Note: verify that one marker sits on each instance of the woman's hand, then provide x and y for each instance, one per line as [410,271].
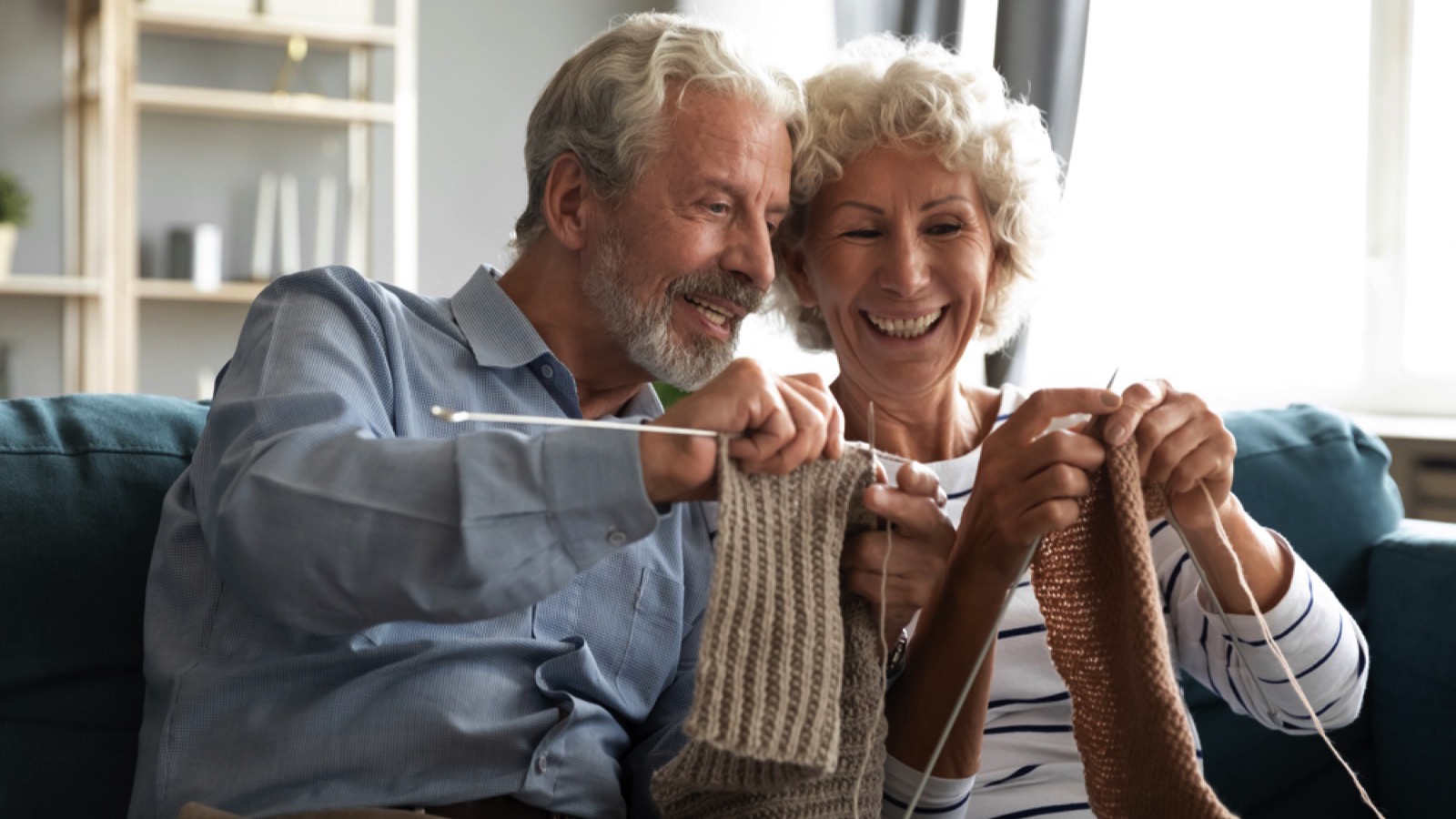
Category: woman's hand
[1030,481]
[919,542]
[1179,443]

_____

> [TASK REQUIREMENTS]:
Return every line of the records above verbatim, leaving out the pictures.

> [OUTPUT FOR THIS EXERCISE]:
Note: verify that one marker sits on each instance of the woman's hand, then provide x and y for each instance, one per line as [410,271].
Category: woman's hand
[1030,481]
[919,542]
[1179,443]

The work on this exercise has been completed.